本领域的技术人员都熟悉用空气生产氮的许多工艺。生产氮时以氮为主要产品,在冷冻条件下用单塔对空气进行分离和利用富氧气体的膨胀对空气进行冷冻是众所周知的。
专利US-A-4,883,519介绍了利用废富氧蒸气的膨胀来生产氮的基本方法与设备。在此文中描述了根据独立权利要求的前序部分的方法与设备。
在专利US-A-4,883,519中,第一冷凝器的富氮蒸气是用物料空气在热交换器的上游压缩的,为此它需使用复杂的且非标准型的压缩机。
因为富氮蒸气是在主交换器的上游被压缩的,因此所有的阀门、管线、纯化系统、冷却器、蒸馏塔与热交换器的尺寸都必须由主要物料空气和富氮蒸气构成的总的压缩气体容积来进行计算。
本发明旨在降低设置的投资、生产的能耗。它还希望比现有技术能减小空气纯化系统的尺寸。
从专利EP-A-0,607,979得知,也可由物料空气的膨胀来实现单塔式氮气发生器的冷冻要求。
本发明提供了空气冷冻分离生产高纯氮的工艺程序。它包括:(a)向蒸馏塔的第一区段提供压缩、干燥、清洁和冷却的空气料气;(b)将所述料气在上述蒸馏塔中分离为富氮蒸气与富氧液体,前者在该塔的上部,后者聚集在蒸馏塔底部;(c)在第一冷聚器中,通过上述富氮蒸气与至少一部分富氧液体的间接热交换,使部分富氮蒸气冷凝,而部分富氧液则气化形成富氧液和第二富氮蒸气;(d)在第二冷凝器中,通过至少一部分所述富氧液与至少一部分所述富氮蒸气的间接热交换,使至少一部分所述富氧液氧化,产生富氮冷凝液与废的蒸气;(e)将至少一部分所述第二富氮蒸气循环到循环压缩机,形成压缩了的循环气体;其特性在于它包括(f)将至少一部分上述压缩了的循环气体供给蒸馏塔的第二区段,该区段与蒸馏塔的第一区段相隔至少有一个理论塔板数。
优选地,上述的循环压缩机为冷压缩机,进入该冷压缩机的富氧蒸气温度在-50℃以下。
上述的富氮蒸气的循环部分最好是另用一个压缩机压缩,而不是用主压缩机压缩。
本发明还提供了冷冻蒸馏生产氮的设备,它包括:(a)用料气蒸馏所得诸产品来使料气致冷的一个热交换器;(b)把所述料气分离成基本上为氮的蒸气与富氮液体的一个蒸馏塔以及使所述料气进入蒸馏塔第一区段的设施;(c)使所述富氧液蒸发形成富氧冷凝物和富氮循环流料的第一冷凝器,即通过使富氧液与至少一部分所述基本上为氮的蒸气热交换来蒸发;(d)排出上述富氧液并将它送往一个第二冷凝器的设施;(e)排出上述富氮循环蒸气并把它送到一个循环压缩机的设施;(f)在所述第二冷凝器中使所述富氧液气化的间接热交换器;(g)排出并发送上述废气体到所述热交换器的设施;(h)压缩上述循环富氮蒸气的压缩机;(i)把上述压缩的循环富氮蒸气送往所述蒸馏塔第二区段的设施;(j)将富氮蒸气送入所述热交换器,使进入热交换器的其他气体升温的设施,
其特征在于蒸馏塔第一区段与第二区段间分隔至少一个理论塔板数。

● ● ● ● ● ● ●

* [任务要求 1]
将制氮选文中从“本领域的技术人员都熟悉用空气”起到“总的压缩气体容积来进行计算。”为止的部分重写一遍，并把其中的“蒸馏塔”换成“精馏塔”。
* [任务要求 2]
接着制氮选文的最后一句往下续写。
下列条目与制氮选文没有关系。

带标注框的记录
● ● ● ● ● ● ●

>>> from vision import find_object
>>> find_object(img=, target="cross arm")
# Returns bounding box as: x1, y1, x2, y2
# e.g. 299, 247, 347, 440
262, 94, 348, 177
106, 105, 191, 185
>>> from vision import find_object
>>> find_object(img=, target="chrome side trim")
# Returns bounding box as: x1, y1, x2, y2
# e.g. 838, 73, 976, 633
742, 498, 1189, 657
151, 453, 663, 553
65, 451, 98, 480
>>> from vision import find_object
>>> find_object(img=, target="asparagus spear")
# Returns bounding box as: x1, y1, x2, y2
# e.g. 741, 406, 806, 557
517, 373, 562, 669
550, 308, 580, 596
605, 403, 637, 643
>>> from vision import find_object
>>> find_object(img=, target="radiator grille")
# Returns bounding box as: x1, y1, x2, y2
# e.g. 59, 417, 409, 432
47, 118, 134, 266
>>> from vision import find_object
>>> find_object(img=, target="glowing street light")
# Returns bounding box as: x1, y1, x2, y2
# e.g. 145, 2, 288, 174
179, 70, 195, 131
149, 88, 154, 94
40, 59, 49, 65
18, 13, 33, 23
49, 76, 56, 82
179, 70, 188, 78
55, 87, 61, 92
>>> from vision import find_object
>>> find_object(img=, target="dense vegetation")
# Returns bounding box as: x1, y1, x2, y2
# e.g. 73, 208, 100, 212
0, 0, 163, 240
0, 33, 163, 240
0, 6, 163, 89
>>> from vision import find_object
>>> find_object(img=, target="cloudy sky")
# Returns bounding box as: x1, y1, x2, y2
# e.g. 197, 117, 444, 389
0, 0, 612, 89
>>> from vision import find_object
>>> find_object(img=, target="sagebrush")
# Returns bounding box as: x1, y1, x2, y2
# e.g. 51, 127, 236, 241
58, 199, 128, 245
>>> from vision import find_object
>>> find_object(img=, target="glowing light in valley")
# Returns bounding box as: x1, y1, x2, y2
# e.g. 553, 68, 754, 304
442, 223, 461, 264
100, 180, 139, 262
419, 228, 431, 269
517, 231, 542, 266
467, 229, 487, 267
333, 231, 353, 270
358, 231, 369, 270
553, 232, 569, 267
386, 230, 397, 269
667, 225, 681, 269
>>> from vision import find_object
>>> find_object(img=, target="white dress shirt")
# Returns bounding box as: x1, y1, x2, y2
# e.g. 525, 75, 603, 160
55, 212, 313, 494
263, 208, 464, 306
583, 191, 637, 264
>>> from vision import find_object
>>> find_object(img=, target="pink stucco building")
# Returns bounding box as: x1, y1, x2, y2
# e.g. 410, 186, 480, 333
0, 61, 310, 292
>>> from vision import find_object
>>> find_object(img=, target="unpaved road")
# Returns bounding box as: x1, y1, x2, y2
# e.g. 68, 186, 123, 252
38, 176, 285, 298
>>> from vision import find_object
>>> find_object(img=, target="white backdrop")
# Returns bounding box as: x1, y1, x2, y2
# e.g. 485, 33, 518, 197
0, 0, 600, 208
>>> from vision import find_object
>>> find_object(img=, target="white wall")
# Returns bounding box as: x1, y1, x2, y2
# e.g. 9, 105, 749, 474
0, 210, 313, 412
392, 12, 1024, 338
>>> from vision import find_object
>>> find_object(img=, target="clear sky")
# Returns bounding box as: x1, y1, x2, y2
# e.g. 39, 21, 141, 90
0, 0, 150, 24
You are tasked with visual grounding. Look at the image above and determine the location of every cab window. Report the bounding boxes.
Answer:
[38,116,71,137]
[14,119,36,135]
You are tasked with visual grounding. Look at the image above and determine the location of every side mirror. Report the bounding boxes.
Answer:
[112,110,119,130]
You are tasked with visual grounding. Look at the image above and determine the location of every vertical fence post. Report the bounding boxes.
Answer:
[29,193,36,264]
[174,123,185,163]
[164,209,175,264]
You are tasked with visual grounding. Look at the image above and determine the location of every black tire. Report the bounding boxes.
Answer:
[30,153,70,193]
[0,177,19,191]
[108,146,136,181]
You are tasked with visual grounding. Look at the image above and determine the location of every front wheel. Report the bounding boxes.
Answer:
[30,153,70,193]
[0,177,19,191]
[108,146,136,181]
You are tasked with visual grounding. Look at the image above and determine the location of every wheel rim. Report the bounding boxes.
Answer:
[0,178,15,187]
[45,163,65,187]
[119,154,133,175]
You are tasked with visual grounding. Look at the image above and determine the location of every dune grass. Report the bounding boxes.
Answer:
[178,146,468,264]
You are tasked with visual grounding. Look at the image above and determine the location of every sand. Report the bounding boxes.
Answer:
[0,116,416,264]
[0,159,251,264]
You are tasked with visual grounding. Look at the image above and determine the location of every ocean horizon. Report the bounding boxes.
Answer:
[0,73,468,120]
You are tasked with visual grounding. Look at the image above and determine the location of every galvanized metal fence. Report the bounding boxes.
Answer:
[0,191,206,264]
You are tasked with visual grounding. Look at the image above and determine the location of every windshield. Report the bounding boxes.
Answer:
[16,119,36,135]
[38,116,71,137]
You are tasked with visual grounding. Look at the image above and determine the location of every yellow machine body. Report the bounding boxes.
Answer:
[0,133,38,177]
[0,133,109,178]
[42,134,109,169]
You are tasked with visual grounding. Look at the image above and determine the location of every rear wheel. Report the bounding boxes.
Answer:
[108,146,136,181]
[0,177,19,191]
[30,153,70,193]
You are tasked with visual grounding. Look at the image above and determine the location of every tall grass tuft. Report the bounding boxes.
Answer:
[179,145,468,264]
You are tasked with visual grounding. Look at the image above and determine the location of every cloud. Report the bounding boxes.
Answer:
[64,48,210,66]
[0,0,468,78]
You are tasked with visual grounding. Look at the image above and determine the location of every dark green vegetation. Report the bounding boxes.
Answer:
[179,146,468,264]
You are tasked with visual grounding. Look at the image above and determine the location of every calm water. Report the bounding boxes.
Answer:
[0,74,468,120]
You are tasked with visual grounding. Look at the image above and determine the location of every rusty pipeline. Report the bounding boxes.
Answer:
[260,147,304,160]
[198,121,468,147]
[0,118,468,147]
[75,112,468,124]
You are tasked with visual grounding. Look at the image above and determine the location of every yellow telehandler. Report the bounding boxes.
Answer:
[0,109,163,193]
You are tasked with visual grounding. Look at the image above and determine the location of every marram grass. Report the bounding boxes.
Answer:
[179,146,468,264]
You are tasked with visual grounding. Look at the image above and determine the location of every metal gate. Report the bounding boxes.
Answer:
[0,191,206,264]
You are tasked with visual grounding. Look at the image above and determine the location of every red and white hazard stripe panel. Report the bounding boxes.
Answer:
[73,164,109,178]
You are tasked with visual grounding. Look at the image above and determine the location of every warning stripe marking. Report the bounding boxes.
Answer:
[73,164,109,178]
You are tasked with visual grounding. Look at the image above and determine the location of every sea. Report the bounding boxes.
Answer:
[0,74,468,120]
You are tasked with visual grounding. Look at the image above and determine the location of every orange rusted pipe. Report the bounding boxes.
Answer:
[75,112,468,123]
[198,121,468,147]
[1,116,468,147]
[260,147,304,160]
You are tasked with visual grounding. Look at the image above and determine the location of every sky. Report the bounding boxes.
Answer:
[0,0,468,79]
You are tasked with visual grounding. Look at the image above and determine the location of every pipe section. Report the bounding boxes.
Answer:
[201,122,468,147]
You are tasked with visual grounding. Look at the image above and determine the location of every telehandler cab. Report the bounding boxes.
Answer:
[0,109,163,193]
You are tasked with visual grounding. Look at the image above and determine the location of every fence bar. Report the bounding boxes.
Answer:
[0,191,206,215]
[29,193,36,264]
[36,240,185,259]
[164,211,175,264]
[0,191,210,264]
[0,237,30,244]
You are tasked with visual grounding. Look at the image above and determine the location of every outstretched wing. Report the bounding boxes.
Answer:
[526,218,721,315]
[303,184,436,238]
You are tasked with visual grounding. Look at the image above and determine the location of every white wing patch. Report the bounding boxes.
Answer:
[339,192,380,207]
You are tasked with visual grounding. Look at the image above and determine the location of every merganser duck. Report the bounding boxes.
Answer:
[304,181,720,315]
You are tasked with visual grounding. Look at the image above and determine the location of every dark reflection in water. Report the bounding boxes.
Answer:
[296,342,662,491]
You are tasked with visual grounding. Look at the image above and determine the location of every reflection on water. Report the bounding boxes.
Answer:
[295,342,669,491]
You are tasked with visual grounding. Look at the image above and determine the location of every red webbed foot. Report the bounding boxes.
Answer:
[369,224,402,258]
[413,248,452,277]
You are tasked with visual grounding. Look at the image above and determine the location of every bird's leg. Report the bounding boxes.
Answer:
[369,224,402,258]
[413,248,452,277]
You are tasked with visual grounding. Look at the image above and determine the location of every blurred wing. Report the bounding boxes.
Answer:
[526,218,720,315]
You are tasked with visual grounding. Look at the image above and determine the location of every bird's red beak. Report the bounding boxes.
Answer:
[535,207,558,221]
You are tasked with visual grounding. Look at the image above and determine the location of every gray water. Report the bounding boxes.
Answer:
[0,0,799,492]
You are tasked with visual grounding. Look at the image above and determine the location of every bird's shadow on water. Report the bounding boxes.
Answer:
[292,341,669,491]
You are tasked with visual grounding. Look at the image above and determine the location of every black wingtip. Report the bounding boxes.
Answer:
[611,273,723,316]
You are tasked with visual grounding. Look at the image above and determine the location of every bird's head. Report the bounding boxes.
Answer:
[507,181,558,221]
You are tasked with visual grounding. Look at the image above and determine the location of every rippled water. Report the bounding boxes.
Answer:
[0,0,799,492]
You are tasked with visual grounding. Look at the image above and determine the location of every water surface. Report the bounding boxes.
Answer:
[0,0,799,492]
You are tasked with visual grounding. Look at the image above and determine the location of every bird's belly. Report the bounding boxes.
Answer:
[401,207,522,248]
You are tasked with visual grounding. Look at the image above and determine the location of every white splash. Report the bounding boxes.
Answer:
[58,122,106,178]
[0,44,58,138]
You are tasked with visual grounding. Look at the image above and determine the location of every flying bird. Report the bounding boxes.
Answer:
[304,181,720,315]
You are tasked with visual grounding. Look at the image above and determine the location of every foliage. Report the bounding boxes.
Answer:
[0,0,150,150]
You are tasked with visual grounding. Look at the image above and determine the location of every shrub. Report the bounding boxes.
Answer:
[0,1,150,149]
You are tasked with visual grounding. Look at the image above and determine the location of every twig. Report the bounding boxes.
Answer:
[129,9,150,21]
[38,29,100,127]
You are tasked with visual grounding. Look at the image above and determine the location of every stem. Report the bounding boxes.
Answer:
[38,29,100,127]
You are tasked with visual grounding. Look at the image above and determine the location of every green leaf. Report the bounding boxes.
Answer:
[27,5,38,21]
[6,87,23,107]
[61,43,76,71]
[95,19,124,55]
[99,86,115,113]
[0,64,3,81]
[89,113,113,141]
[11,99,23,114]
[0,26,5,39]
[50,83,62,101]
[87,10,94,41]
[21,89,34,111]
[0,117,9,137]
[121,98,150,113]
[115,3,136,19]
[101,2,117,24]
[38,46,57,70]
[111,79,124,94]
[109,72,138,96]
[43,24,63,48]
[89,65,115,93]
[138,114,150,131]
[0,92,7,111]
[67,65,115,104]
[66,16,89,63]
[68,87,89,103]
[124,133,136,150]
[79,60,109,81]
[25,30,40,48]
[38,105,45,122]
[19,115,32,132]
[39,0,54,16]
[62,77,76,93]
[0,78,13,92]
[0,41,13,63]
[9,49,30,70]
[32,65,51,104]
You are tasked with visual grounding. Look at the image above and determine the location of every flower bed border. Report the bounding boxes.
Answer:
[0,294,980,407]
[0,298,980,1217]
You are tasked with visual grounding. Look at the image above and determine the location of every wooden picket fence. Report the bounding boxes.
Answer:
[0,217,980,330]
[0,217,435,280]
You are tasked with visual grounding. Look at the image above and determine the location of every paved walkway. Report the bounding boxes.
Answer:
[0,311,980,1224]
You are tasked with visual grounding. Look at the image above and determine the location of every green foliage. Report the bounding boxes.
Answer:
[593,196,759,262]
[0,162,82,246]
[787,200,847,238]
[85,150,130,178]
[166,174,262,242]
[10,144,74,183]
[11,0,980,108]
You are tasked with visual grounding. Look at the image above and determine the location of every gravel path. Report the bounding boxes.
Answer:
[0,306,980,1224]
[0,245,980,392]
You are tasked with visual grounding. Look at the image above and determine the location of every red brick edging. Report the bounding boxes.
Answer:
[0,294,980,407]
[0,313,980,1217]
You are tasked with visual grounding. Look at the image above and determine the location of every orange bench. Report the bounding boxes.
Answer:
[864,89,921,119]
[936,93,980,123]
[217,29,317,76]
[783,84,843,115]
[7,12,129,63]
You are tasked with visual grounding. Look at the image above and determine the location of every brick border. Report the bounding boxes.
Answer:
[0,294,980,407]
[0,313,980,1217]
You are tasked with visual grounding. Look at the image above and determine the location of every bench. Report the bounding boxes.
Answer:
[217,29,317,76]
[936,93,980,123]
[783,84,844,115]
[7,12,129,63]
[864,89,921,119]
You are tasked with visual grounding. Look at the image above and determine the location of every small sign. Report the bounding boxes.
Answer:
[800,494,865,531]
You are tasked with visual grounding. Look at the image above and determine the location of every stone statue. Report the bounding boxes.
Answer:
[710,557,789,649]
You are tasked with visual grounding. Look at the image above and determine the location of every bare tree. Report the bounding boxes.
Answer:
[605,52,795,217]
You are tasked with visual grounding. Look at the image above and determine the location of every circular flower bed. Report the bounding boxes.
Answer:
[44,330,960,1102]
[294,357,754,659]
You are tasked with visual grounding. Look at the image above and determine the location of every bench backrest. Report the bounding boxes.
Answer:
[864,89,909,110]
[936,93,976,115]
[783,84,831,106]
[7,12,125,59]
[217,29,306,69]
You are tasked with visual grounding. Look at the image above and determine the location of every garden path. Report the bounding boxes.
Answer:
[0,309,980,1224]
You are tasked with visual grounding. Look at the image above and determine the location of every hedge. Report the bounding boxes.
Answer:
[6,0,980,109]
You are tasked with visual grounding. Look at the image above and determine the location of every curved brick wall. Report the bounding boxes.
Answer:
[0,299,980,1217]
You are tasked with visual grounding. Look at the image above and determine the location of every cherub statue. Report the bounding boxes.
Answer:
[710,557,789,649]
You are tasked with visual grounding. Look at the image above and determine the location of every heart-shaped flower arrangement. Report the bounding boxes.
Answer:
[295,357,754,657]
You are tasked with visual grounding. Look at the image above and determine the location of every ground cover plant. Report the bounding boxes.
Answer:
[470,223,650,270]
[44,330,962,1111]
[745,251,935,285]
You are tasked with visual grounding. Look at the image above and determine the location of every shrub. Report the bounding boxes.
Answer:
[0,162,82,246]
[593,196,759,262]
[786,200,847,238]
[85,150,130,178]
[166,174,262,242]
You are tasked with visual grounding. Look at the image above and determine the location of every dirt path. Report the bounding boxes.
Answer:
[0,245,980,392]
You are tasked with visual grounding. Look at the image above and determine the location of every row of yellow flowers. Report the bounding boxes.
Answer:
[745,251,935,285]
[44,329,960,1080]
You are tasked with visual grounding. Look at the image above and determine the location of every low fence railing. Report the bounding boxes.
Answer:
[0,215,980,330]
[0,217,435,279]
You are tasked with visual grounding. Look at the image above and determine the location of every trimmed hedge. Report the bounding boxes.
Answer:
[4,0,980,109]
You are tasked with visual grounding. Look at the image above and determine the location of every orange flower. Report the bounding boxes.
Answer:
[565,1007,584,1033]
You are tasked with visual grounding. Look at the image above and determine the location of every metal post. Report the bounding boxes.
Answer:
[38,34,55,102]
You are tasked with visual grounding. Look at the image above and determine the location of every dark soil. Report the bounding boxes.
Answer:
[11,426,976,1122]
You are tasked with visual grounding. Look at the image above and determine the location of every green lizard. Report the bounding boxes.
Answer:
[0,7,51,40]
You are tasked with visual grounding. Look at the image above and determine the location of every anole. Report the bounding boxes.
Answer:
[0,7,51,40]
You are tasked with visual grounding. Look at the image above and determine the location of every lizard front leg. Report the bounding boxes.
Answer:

● ● ● ● ● ● ●

* [书面作答 1]
本领域的技术人员都熟悉用空气生产氮的许多工艺。生产氮时以氮为主要产品,在冷冻条件下用单塔对空气进行分离和利用富氧气体的膨胀对空气进行冷冻是众所周知的。
专利US-A-4,883,519介绍了利用废富氧蒸气的膨胀来生产氮的基本方法与设备。在此文中描述了根据独立权利要求的前序部分的方法与设备。
在专利US-A-4,883,519中,第一冷凝器的富氮蒸气是用物料空气在热交换器的上游压缩的,为此它需使用复杂的且非标准型的压缩机。
因为富氮蒸气是在主交换器的上游被压缩的,因此所有的阀门、管线、纯化系统、冷却器、精馏塔与热交换器的尺寸都必须由主要物料空气和富氮蒸气构成的总的压缩气体容积来进行计算。

* [书面作答 2]
可以通过部分料气或蒸馏塔出来的富氧蒸气的一部分的膨胀实现氮生产过程所需的冷冻作用。
图1是介绍本发明的主要工艺流程和生产设备的一种实施方案的示意图。
图2是介绍本发明主要工艺流程、生产设备和包括耗散制动设施的另一种实施方案的示意图。
图1描述了本发明的最佳实施方案,空气料气2在主热交换器10得到冷却后由管线4送入蒸馏塔20。料气在进入蒸馏塔前经干燥并用吸收器、过滤器和附加的热交换器等众所周知的方法纯化。在单塔式蒸馏塔20的蒸馏区段17提取出氧,而在该区段上部产生富氮蒸气。在蒸馏塔20的底部,排出富氧液体6并使其与流入主热交换器10的其他物流热交换而过冷。此后富氧液流膨胀并通过管道7进入冷凝器段30。该第一冷凝器段30有一个第一再沸器/冷凝器50,这里有通过管线31由蒸馏塔来的第一部分富氮蒸气,它与富氧液间接热交换而冷凝。而氮的冷凝液则通过管线32作为回流液回到蒸馏塔,必要时这种氮的冷凝液可部分取出作为液氮产品。
在冷凝器段30的一部分富氧液气化,在其壳体产生液相和富氮的蒸气相。本发明中有不同组成的这两种物相都经过进一步处理,用来产生有高回收率的氮产品。第一冷凝器段30形成的液体经排出、至少部分膨胀由管线8进入有再沸器/冷凝器60的第二冷凝器段40。按本发明,从第一冷凝器壳体来的至少一部分富氧液与从蒸馏塔来的富氮蒸气产生间接热交换而在第二冷凝器40气化。该第二部分富氮蒸气是通过管线21进入再沸器/冷凝器60的,并在第二冷凝器40产生冷凝的富氮液,该富氮液通过管线22从冷凝器40排出,其中至少一部分由管线24作为回流液送往蒸馏塔,必要时,由管线23将液氮产品从第二冷凝器排出。需要时可由第一冷凝器产生的液氮,第二冷凝器产生的液氮或二者的混合液作为生产的液氮产品。
按本发明,气化的富氧物流41与其他物流热交换而升温产生了升温了的富氧物流42。升温了的富氧物流42的至少一部分在膨胀室80发生膨胀形成膨胀的废物流45,膨胀了的物流再进入主热交换器与其他物流发生热交换进一步升温,升温了的该物流作为废物流47排出去。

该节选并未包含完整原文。